# [Work instruction A]
Return the passage on slow readers exactly, starting with "How many of" and going on through "the US. population.".
# [Work instruction B]
In the passage on slow readers, how many people did the 32.2 percent of U.S. adults who were "minimally proficient" in 1975 add up to?

# [Passage]
-=-=-

How many of those slow readers are there? Again the Adult Performance Level survey has an answer. According to their statistics—and remember, their findings were fully confirmed by the pro-Establishment National Assessment survey—in 1975 there were 32.2 percent U.S. adults who could read but were only just above the borderline. They could read a label on a medicine bottle or a want ad in the paper, but nothing more complicated. These 32.2 percent, in 1975, added up to 34 mil­lion people. They were "minimally proficient." Only the remaining 46.1 percent of the population between 18 and 65 were fully proficient and fluent readers. As you can see, the illiterates plus the slow readers are now a majority of the US. population.
How can you tell a slow reader from a fast one? In the Journal of Learning Disabilities for May 1972 a Canadian physician, Dr. Carl L. Kline, gave a good description:

A common prototype of reading disabilities seen in ado­lescents is the bright high school student who reads at or near grade level, but who has a spelling disability, is a slow reader, who misreads some words, omits words, substitutes words, and occasionally reverses (reads words from right to left instead of left to right).. . . In working with [those students] one must anticipate that there will be a residual spelling problem, even after the reading problem is largely overcome. Once the reading problem [64] is alleviated, one is faced with a student who knows how to read, at last, but who doesn't know how to study. Having avoided reading for years because of the reading problem, a considerable gap often exists in terms of general knowledge, vocabulary and ability to scan material in order to pick out the important facts from an assignment.

-=-=-

# [Information shown]
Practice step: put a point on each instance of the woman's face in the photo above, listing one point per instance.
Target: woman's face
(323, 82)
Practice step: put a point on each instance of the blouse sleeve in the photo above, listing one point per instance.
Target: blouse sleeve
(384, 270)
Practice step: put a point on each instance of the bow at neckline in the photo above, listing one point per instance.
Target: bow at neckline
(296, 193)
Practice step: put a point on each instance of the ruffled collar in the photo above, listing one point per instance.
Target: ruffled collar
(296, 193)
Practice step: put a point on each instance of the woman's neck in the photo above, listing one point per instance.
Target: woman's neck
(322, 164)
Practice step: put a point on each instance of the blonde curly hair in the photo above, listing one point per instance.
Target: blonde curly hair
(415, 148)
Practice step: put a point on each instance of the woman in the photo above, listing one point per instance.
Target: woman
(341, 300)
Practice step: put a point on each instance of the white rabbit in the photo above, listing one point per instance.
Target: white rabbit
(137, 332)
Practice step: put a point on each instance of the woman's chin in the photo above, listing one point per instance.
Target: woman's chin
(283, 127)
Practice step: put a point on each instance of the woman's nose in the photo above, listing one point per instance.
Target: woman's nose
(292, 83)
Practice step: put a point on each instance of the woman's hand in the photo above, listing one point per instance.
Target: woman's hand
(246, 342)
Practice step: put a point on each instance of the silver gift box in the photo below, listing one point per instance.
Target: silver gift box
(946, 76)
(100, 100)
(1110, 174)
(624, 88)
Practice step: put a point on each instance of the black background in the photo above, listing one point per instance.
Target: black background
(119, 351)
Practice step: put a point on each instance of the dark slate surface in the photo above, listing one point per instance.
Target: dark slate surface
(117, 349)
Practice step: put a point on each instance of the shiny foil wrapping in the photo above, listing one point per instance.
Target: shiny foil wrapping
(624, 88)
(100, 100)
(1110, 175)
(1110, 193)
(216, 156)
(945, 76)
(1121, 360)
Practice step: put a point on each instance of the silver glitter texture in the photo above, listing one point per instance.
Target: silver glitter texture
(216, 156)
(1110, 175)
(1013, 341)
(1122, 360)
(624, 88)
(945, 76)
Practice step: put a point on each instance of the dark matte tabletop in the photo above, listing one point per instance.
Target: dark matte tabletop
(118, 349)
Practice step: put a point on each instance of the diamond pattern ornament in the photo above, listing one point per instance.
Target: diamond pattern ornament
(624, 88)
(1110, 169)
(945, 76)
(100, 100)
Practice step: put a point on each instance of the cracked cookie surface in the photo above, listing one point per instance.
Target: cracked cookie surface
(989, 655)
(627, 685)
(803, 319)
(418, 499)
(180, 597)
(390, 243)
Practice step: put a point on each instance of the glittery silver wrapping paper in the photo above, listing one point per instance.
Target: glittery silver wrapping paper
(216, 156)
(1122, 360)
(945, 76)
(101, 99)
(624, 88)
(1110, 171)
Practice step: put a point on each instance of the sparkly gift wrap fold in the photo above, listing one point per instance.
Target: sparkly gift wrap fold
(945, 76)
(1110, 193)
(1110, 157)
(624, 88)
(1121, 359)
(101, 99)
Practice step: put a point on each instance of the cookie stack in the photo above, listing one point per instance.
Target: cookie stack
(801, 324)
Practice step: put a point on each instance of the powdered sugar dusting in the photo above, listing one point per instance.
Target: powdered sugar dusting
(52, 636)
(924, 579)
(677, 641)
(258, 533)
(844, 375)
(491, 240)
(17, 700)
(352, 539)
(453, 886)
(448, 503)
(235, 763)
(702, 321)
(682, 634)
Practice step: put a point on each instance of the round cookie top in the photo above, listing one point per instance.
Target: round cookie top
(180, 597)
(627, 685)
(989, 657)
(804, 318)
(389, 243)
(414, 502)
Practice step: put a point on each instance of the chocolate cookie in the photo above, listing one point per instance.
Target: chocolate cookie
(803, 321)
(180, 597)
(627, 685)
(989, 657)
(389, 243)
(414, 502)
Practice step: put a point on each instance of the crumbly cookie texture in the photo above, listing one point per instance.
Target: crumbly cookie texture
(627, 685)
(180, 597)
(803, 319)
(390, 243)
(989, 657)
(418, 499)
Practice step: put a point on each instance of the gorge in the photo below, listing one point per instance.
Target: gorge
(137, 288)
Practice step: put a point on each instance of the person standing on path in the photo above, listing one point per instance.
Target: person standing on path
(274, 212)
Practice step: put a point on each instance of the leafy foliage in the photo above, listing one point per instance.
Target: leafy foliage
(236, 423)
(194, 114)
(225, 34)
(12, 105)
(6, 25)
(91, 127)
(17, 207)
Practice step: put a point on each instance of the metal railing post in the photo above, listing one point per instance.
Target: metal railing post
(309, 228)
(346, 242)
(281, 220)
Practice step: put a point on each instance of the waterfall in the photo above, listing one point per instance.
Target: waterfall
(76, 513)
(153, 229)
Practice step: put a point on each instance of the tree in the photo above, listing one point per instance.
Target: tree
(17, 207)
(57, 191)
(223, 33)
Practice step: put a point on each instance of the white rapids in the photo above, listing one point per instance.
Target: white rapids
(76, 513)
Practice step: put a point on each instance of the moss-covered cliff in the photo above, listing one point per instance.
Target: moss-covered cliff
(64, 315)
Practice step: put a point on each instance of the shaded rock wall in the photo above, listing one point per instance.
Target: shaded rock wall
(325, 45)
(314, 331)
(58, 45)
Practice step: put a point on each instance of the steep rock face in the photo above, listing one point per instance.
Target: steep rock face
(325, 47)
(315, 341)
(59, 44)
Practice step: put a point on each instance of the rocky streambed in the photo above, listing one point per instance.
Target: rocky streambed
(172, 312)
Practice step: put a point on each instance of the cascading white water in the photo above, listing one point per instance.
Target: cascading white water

-=-=-

# [Answer space A]
How many of those slow readers are there? Again the Adult Performance Level survey has an answer. According to their statistics—and remember, their findings were fully confirmed by the pro-Establishment National Assessment survey—in 1975 there were 32.2 percent U.S. adults who could read but were only just above the borderline. They could read a label on a medicine bottle or a want ad in the paper, but nothing more complicated. These 32.2 percent, in 1975, added up to 34 mil­lion people. They were "minimally proficient." Only the remaining 46.1 percent of the population between 18 and 65 were fully proficient and fluent readers. As you can see, the illiterates plus the slow readers are now a majority of the US. population.

# [Answer space B]
34 million people.